### EXERCISE REQUIREMENTS
I'd like every record given again exactly, please.
(RECORDS PROVIDED begins)
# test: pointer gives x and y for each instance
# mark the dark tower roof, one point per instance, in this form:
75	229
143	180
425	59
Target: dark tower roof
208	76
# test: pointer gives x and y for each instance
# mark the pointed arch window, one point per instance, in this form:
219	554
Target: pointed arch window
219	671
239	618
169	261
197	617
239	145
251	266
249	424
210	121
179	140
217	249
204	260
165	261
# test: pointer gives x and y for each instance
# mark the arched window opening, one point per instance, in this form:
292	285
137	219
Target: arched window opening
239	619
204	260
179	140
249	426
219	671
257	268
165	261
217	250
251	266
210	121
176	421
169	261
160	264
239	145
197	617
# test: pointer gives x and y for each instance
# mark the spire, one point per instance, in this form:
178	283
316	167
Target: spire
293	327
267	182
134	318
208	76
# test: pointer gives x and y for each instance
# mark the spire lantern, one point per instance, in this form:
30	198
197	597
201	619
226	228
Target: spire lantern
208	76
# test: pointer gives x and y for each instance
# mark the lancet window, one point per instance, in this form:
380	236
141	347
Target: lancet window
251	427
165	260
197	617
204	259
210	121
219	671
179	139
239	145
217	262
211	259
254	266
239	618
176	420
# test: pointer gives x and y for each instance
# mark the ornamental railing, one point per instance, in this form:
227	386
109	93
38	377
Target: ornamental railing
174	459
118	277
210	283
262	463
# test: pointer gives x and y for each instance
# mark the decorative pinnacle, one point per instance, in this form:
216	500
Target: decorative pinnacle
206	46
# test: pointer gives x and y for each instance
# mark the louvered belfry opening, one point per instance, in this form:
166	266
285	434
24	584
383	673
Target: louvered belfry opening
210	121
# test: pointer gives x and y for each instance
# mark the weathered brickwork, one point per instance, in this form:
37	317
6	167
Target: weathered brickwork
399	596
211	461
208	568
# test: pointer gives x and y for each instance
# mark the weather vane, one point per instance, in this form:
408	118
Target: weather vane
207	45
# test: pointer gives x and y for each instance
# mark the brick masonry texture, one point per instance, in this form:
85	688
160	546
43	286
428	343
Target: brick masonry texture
(RECORDS PROVIDED ends)
### RESPONSE FOR THIS EXERCISE
# test: pointer gives x and y for each instance
# mark the dark tower roof, one point per instance, in this form:
75	229
143	180
425	59
Target: dark tower roof
208	76
# test: pointer gives x and y for each instance
# mark the pointed arch window, one point per instance, in this form:
219	554
Target: pointed arch window
219	671
239	618
169	261
197	617
239	145
251	266
249	424
210	121
179	140
217	249
204	260
165	261
# test: pointer gives x and y for each instance
# mark the arched window opening, one point per instance, in this form:
292	285
137	219
Target: arched window opening
239	619
204	260
179	140
249	426
219	671
257	268
165	261
217	250
251	266
210	121
176	421
169	261
160	264
239	145
197	617
# test: pointer gives x and y for each instance
# mark the spire, one point per instance, in this form:
178	283
316	167
Target: spire
293	327
267	182
134	318
208	76
# test: pointer gives x and y for each instance
# mark the spire lantern, one point per instance, in this form:
30	198
197	597
201	619
226	228
Target: spire lantern
208	76
# test: pointer gives x and y for each instance
# mark the lancet window, one point per instance, in this form:
380	236
141	347
Target: lancet window
251	427
165	260
197	617
204	259
210	121
219	671
179	139
239	145
217	262
211	259
254	266
239	618
176	420
# test: pointer gives x and y for each instance
# mark the ornamental railing, one point per instance, in this form:
227	386
109	93
38	377
Target: ornamental railing
174	459
118	277
210	283
262	463
# test: pointer gives x and y for each instance
# mark the decorative pinnacle, one point per instance, in this form:
216	500
Target: decorative pinnacle
206	46
# test: pointer gives x and y for each instance
# mark the louvered belfry opening, one point per instance, in this form:
166	266
285	434
24	584
383	673
Target: louvered belfry opening
210	121
# test: pointer gives x and y for each instance
# mark the weathered brickwork, one point per instance, in this form:
37	317
6	167
Target: weathered brickwork
399	596
211	461
208	568
# test: pointer gives x and y for each instance
# mark the weather vane, one point per instance, in this form:
408	118
Target: weather vane
207	45
# test: pointer gives x and y for each instance
# mark the brick masonry texture, one point per instance, in this form:
85	688
160	546
43	286
428	343
Target: brick masonry texture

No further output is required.